** Begin **

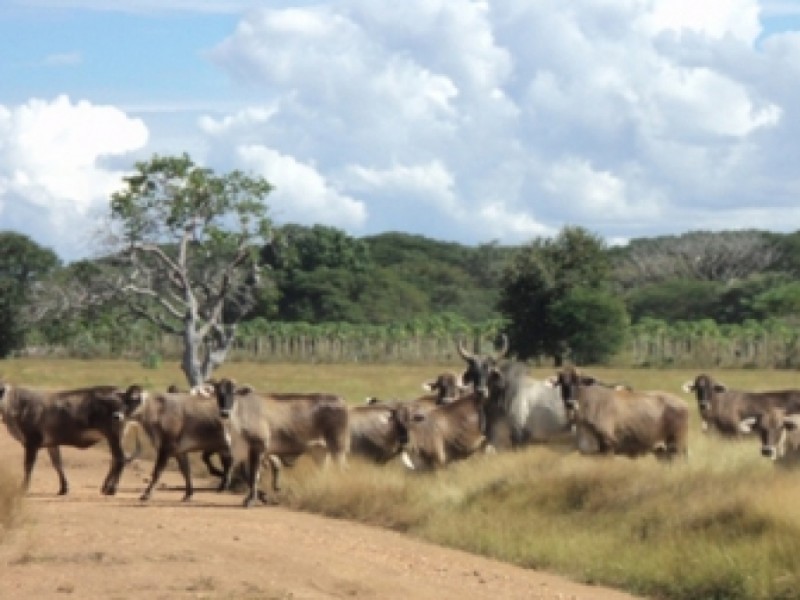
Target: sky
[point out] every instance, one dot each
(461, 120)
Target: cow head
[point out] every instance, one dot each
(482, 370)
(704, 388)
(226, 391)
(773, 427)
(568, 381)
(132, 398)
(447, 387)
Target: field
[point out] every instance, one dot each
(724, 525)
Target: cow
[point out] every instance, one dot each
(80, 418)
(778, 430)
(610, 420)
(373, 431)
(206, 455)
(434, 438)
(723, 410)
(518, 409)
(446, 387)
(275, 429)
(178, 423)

** End **
** Begin **

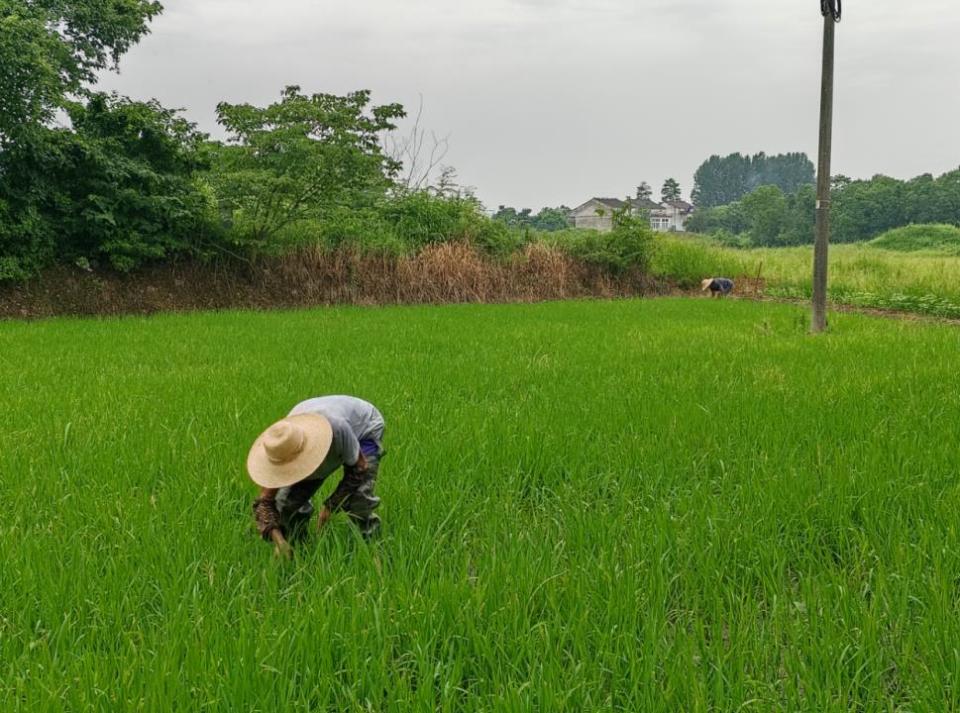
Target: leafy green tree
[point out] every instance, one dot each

** End **

» REQUEST:
Pick out each line in the data above that contains the string "Target", and treat uppercase and lowercase letters as different.

» PROBLEM SOLUTION:
Target: sky
Target: cow head
Target: field
Target: cow
Target: leafy green tree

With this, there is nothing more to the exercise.